▶ [DATA FOR THE TASK]
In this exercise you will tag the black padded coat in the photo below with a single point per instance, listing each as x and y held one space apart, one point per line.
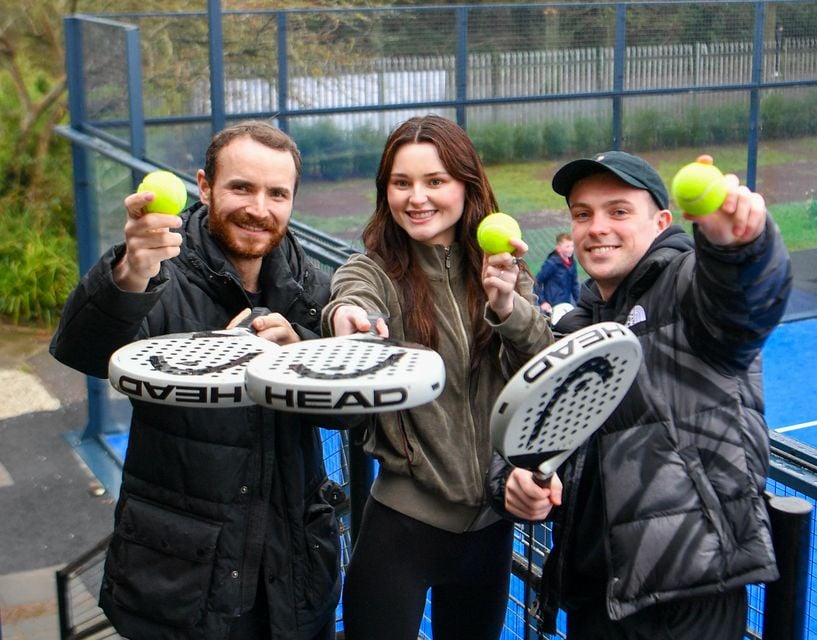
210 498
681 464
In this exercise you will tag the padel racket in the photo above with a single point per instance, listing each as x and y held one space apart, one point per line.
562 395
359 373
204 369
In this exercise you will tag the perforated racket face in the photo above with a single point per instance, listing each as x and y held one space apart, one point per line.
349 374
563 395
204 369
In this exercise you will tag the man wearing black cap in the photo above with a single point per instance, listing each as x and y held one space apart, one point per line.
662 522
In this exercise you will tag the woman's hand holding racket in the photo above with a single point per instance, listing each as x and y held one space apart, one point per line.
528 499
349 319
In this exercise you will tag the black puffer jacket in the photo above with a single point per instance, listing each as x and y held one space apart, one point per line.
210 496
670 499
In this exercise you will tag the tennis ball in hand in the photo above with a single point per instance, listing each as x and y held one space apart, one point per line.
495 231
170 194
699 188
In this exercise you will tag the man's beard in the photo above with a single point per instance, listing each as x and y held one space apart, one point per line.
222 230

▶ [YOUR TASK]
Output the listing unchanged, pictures excluded.

▶ [OUTPUT OF THE TASK]
In this exercise you will tag the black padded coat in the photo below with a single point per instance, listing each as x and y held one space apart, one point per line.
210 498
681 464
In this exercise you will tag the padel racket in the photo above with a single point per instance, listing each as x and y held one space apart, one point per line.
562 395
359 373
204 369
In this exercise you will tag the perforated racket face in the photo above with a single point per instance, listing each as x and y held one space apart, one point per line.
349 374
563 395
204 369
In this exercise you will tag the man wearing black cap in the photo above with a single point per instance, listing each as x and y held one space apart, one point per line.
662 522
In this exercise you will tag the woman's hand holding racket in the photo above with a single point per instance, listing each as x and y held one space apart, one point per line.
528 499
349 319
In this exercise you will tag the black puffer jacket in the photo above with a single point per instance, listing each as x and y held one space apart, one point per line.
210 496
670 499
In this exercise you will tag the tennis ball in hand in the photo above with a single point per instance, listing each as x and y held one space apart, one point per line.
495 231
170 194
699 188
In this exercise you will tag the man's beard in the photo above with a single point per instance, listing each as x and y held one space apart, one point per line.
222 230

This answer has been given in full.